▶ [Problem statement]:
Reproduce every one of the rows below verbatim, in the same order.

>> Begin

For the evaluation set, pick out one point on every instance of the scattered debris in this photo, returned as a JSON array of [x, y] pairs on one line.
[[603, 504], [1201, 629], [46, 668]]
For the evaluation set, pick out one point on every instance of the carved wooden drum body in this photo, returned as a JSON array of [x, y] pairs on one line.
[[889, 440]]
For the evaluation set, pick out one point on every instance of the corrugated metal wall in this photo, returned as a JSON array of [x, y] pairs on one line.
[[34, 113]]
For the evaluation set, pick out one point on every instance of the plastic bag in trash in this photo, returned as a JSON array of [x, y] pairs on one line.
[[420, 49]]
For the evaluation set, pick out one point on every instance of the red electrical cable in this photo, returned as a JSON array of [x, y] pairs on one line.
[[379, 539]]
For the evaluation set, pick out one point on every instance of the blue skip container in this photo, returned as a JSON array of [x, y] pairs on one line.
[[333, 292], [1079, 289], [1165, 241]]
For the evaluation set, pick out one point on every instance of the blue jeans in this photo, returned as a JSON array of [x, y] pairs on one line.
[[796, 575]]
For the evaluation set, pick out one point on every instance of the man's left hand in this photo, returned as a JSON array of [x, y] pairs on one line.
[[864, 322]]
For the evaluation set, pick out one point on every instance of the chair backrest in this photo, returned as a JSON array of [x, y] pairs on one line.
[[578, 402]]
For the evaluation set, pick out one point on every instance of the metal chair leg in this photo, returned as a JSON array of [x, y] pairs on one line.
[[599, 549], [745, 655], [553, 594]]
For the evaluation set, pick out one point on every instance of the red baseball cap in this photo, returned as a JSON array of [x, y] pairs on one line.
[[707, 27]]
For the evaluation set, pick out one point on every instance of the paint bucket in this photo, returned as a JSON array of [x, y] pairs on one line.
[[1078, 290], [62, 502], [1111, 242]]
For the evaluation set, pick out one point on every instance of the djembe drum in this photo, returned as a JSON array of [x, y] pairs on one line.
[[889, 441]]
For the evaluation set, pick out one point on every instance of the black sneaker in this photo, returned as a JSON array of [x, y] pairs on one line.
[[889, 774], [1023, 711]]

>> End

▶ [Written answer]:
For the evaluation set, pick out one point on every instance of the scattered debris in this photo, returned as a JSON array of [x, y] pairs on one line.
[[603, 504], [1201, 629], [46, 668]]
For the evaluation set, pick out one point on every instance of the carved wooden drum body in this photo, returned as a JSON array of [x, y] pairs on one line.
[[889, 440]]
For the evaluation set, pick out one point on every instance of the corrugated metal wall in this photo, returned as a JSON array of [x, y] pairs on one line.
[[34, 113]]
For the evaluation set, pick out one point on every instance of the plastic bag in trash in this photo, returned as a JSON array of [x, y] pairs on one line.
[[420, 49]]
For the evaluation set, pick out one point on every instance of the red electrical cable in this photo, returned as a JSON array of [x, y] pairs on one line.
[[379, 539]]
For the evaluation set, pick out one point on every instance of the blue skip container in this photo, returned as a JSON array of [x, y] pairs on one line.
[[333, 292], [1079, 289], [1165, 241]]
For the evaluation set, pick out one point on every instance of the blue jeans in this photo, returned as a JSON array of [x, y] pairs on one line.
[[796, 575]]
For the evaluation set, pick out one point on every instance of the man's left hand in this photo, returned as a JSON array of [x, y] pairs on one line.
[[864, 322]]
For the evaluation set, pick out one point on every instance of the chair backrest in this photo, returned as a JSON array of [x, y] pairs on one line.
[[578, 402]]
For the evaluation set, pick out one point on every instance of the metal chair leg in this photo, returned as a JSON array of [x, y] pairs on one line.
[[599, 549], [745, 655], [553, 594]]
For the evaluation set, pick out one point on every instance of the red baseball cap in this photo, returned as a JSON array of [x, y] pairs on one line.
[[707, 27]]
For the evaluation set, pick out one point on every instance of the paint bucket in this photo, returned as a JSON array of [x, y] pairs on one line.
[[1078, 290], [62, 502], [1111, 242]]
For the evaluation set, pick out one point on every instance of the djembe drum in this photo, returned as a JSON array of [x, y] pairs on one line.
[[889, 441]]
For the evaluation set, pick out one point on every instance of the black sneaker in this photo, returned as a JSON array of [x, y] pairs on one line.
[[889, 774], [1023, 711]]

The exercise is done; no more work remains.